- Written instruction: Every record should be written out exactly, please.

Object position labeling entries

start

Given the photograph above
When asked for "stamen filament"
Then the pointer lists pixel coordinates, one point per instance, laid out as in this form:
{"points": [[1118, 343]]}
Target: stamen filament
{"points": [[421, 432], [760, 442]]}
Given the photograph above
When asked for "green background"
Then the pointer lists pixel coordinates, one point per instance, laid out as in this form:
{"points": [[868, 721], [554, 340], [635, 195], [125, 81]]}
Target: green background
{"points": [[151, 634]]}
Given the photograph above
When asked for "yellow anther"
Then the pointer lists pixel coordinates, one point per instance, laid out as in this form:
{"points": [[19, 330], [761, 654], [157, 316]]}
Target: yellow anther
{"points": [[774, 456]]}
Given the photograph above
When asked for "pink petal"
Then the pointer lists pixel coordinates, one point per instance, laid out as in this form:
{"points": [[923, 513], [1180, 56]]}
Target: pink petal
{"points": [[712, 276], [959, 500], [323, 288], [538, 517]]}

end

- Exercise result:
Given the photograph above
When asked for "stamen filament"
Then the pointer lists pixel coordinates, one point per instance, laid out as in this form:
{"points": [[1118, 343]]}
Target: stamen filament
{"points": [[421, 432], [760, 442]]}
Given the photograph above
When asked for "green background"
Then the pointer lists pixel coordinates, one point per instance, laid out as in this form:
{"points": [[868, 721], [554, 340], [635, 195], [125, 81]]}
Target: green background
{"points": [[151, 634]]}
Given the photograph above
When asked for "yellow anther"
Then the pointer lists pixel coordinates, one point per instance, laid out as in this form:
{"points": [[19, 330], [761, 654], [157, 316]]}
Target: yellow anther
{"points": [[774, 456]]}
Given the photograph above
When asked for "pink petal"
Then the pointer lists pixel coordinates, one point per instance, laid out as in this form:
{"points": [[923, 513], [1180, 56]]}
Target: pink petal
{"points": [[712, 276], [959, 500], [323, 288], [538, 517]]}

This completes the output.